→ DATA SHOWN
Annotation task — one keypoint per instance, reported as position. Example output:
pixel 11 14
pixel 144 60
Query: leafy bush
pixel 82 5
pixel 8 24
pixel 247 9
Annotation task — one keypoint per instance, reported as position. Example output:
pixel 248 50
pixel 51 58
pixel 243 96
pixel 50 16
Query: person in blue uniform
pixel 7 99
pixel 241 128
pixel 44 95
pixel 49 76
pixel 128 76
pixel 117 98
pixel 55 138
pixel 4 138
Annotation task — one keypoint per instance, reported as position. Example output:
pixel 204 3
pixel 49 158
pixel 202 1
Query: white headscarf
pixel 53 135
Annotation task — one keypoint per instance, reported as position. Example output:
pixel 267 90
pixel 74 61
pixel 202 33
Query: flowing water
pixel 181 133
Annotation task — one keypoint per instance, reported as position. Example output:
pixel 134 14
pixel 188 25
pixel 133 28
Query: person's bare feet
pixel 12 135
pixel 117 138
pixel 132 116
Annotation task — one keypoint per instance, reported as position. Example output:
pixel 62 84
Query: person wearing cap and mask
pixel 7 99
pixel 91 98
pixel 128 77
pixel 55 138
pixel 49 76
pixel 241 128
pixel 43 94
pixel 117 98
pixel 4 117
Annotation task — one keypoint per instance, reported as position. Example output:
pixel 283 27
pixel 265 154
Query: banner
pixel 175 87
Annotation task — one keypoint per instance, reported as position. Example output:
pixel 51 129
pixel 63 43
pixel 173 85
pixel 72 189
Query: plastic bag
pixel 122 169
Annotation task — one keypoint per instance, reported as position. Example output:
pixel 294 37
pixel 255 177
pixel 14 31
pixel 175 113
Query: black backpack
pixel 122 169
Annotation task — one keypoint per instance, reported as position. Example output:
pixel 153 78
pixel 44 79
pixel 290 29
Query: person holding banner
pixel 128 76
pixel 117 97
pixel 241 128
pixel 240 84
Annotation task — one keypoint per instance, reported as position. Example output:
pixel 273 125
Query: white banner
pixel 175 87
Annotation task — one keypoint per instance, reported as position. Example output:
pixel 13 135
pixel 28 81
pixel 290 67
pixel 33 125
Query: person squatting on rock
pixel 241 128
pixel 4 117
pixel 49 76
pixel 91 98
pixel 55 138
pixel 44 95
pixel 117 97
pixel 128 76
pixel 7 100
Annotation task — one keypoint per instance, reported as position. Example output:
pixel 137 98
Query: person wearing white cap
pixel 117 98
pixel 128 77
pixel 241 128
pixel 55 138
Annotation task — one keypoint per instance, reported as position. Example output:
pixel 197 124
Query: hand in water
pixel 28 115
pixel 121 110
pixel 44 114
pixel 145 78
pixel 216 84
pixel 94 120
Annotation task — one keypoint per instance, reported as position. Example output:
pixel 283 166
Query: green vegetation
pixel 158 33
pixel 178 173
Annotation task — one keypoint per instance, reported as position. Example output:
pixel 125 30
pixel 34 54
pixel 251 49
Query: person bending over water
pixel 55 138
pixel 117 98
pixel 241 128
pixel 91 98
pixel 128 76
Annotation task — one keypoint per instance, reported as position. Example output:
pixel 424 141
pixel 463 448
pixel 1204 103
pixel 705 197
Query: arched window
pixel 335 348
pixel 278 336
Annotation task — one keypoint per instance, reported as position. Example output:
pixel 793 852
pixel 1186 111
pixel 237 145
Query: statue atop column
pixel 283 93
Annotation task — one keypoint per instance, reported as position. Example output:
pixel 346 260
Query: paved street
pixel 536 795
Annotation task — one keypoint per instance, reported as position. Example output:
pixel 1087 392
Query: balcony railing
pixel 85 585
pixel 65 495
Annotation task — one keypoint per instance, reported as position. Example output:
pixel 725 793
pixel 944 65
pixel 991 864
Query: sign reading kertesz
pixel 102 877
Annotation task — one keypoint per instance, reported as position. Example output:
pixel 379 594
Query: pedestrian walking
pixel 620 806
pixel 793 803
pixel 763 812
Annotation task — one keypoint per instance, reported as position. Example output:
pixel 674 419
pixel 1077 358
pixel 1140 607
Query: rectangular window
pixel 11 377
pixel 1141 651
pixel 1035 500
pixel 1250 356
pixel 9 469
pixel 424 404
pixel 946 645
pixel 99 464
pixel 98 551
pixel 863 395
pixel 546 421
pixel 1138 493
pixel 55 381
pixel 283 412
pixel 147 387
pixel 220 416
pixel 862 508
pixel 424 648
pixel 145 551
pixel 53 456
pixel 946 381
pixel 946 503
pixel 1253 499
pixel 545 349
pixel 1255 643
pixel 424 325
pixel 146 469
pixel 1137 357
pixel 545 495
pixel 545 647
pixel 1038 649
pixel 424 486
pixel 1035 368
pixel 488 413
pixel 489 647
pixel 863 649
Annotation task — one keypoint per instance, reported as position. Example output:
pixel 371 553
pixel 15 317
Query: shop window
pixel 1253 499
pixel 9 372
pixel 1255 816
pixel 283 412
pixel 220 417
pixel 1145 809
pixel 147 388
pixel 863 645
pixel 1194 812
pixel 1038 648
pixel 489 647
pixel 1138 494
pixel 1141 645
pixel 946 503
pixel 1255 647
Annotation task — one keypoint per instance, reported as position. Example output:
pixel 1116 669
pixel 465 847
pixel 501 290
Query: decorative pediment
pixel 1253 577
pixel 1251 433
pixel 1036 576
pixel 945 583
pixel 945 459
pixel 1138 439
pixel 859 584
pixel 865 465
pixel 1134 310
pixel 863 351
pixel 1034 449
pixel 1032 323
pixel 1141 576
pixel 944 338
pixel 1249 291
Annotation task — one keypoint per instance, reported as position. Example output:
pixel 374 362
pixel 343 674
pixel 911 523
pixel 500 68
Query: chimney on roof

→ WHAT IS BEING ASKED
Return the material exactly as it stands.

→ ANSWER TO THE EXERCISE
Annotation task — one keypoint per instance, reported as position. Example output:
pixel 11 14
pixel 144 60
Query: leafy bush
pixel 82 5
pixel 8 24
pixel 247 9
Annotation task — one keypoint per instance, reported as position. Example output:
pixel 248 50
pixel 51 58
pixel 243 96
pixel 50 16
Query: person in blue uniform
pixel 7 99
pixel 241 128
pixel 44 95
pixel 49 76
pixel 128 76
pixel 117 98
pixel 55 138
pixel 4 138
Annotation task — one keypoint per instance, reported as position. Example output:
pixel 204 3
pixel 49 158
pixel 202 1
Query: white headscarf
pixel 53 135
Annotation task — one keypoint per instance, reported as position. Example output:
pixel 267 90
pixel 74 61
pixel 202 33
Query: flowing water
pixel 181 133
Annotation task — one keypoint per instance, reported as position. Example output:
pixel 134 14
pixel 188 25
pixel 133 28
Query: person's bare feet
pixel 12 135
pixel 117 138
pixel 132 116
Annotation task — one keypoint per instance, reported as position. Example output:
pixel 62 84
Query: person wearing cap and mask
pixel 7 99
pixel 91 98
pixel 128 77
pixel 55 138
pixel 49 76
pixel 241 128
pixel 43 94
pixel 117 98
pixel 4 117
Annotation task — one keypoint per instance, reported as position. Example output:
pixel 283 27
pixel 265 154
Query: banner
pixel 175 87
Annotation task — one keypoint per instance, reported as position. Example output:
pixel 51 129
pixel 63 43
pixel 173 85
pixel 72 189
Query: plastic bag
pixel 122 169
Annotation task — one keypoint per instance, reported as position. Example output:
pixel 294 37
pixel 255 177
pixel 14 31
pixel 175 113
Query: black backpack
pixel 122 169
Annotation task — one keypoint per instance, reported as position. Example output:
pixel 153 78
pixel 44 79
pixel 290 29
Query: person holding banner
pixel 128 76
pixel 117 97
pixel 241 128
pixel 240 84
Annotation task — one keypoint per instance, reported as position. Example output:
pixel 273 125
Query: white banner
pixel 175 87
Annotation task — one keypoint per instance, reported as position. Example output:
pixel 13 135
pixel 28 81
pixel 290 67
pixel 33 125
Query: person squatting on rock
pixel 241 128
pixel 4 117
pixel 49 76
pixel 91 98
pixel 55 138
pixel 44 95
pixel 117 97
pixel 128 76
pixel 7 100
Annotation task — one keypoint per instance, reported as position. Example output:
pixel 137 98
Query: person wearing white cap
pixel 117 98
pixel 128 77
pixel 241 128
pixel 55 138
Annotation task — one keypoint per instance, reported as position. Example output:
pixel 197 124
Query: hand in water
pixel 28 115
pixel 121 110
pixel 44 114
pixel 145 78
pixel 216 84
pixel 94 120
Annotation task — one keypoint per instance, reported as position. Example output:
pixel 283 166
Query: green vegetation
pixel 158 33
pixel 178 173
Annotation task — one keypoint per instance, reported as position. Example output:
pixel 125 30
pixel 34 54
pixel 251 49
Query: person bending over water
pixel 55 138
pixel 117 98
pixel 241 128
pixel 91 98
pixel 128 76
Annotation task — one keypoint per instance, reported as position. Example output:
pixel 424 141
pixel 463 448
pixel 1204 103
pixel 705 197
Query: arched window
pixel 335 348
pixel 278 336
Annotation task — one keypoint per instance, reported as position. Example output:
pixel 793 852
pixel 1186 111
pixel 237 145
Query: statue atop column
pixel 283 93
Annotation task — one keypoint per instance, reported as position. Example output:
pixel 346 260
Query: paved street
pixel 536 795
Annotation task — one keypoint per instance, reported as position. Example output:
pixel 1087 392
Query: balcony railing
pixel 85 585
pixel 65 495
Annotation task — one keypoint per instance, reported as position. Example output:
pixel 725 793
pixel 944 65
pixel 991 864
Query: sign reading kertesz
pixel 102 877
Annotation task — one keypoint per instance, reported as position. Example output:
pixel 379 594
Query: pedestrian walking
pixel 620 806
pixel 793 803
pixel 763 812
Annotation task — one keypoint per instance, reported as position. Example output:
pixel 674 419
pixel 1077 358
pixel 1140 607
Query: rectangular window
pixel 11 377
pixel 1141 651
pixel 1035 500
pixel 1250 356
pixel 9 469
pixel 424 404
pixel 946 645
pixel 99 464
pixel 98 551
pixel 863 395
pixel 546 421
pixel 1138 493
pixel 55 381
pixel 283 412
pixel 147 387
pixel 220 416
pixel 862 508
pixel 424 648
pixel 145 551
pixel 53 456
pixel 946 381
pixel 946 503
pixel 1253 499
pixel 545 349
pixel 1255 643
pixel 424 325
pixel 146 469
pixel 1137 357
pixel 545 495
pixel 545 647
pixel 1038 649
pixel 424 486
pixel 1035 368
pixel 488 413
pixel 489 647
pixel 863 649
Annotation task — one keypoint per instance, reported as position. Example output:
pixel 371 553
pixel 15 317
Query: shop window
pixel 1253 499
pixel 9 372
pixel 1255 816
pixel 283 412
pixel 220 417
pixel 1145 809
pixel 147 388
pixel 863 645
pixel 1194 812
pixel 1038 648
pixel 489 647
pixel 1138 494
pixel 1141 645
pixel 946 503
pixel 1255 647
Annotation task — one keypoint per instance, reported as position. Example output:
pixel 1116 669
pixel 465 847
pixel 501 290
Query: decorative pediment
pixel 1253 577
pixel 1251 433
pixel 1036 576
pixel 945 583
pixel 945 459
pixel 1138 439
pixel 859 584
pixel 865 465
pixel 1134 310
pixel 863 351
pixel 1034 449
pixel 1032 323
pixel 1141 576
pixel 944 338
pixel 1249 291
Annotation task — one keypoint per instance, reported as position. Example output:
pixel 374 362
pixel 343 674
pixel 911 523
pixel 500 68
Query: chimney on roof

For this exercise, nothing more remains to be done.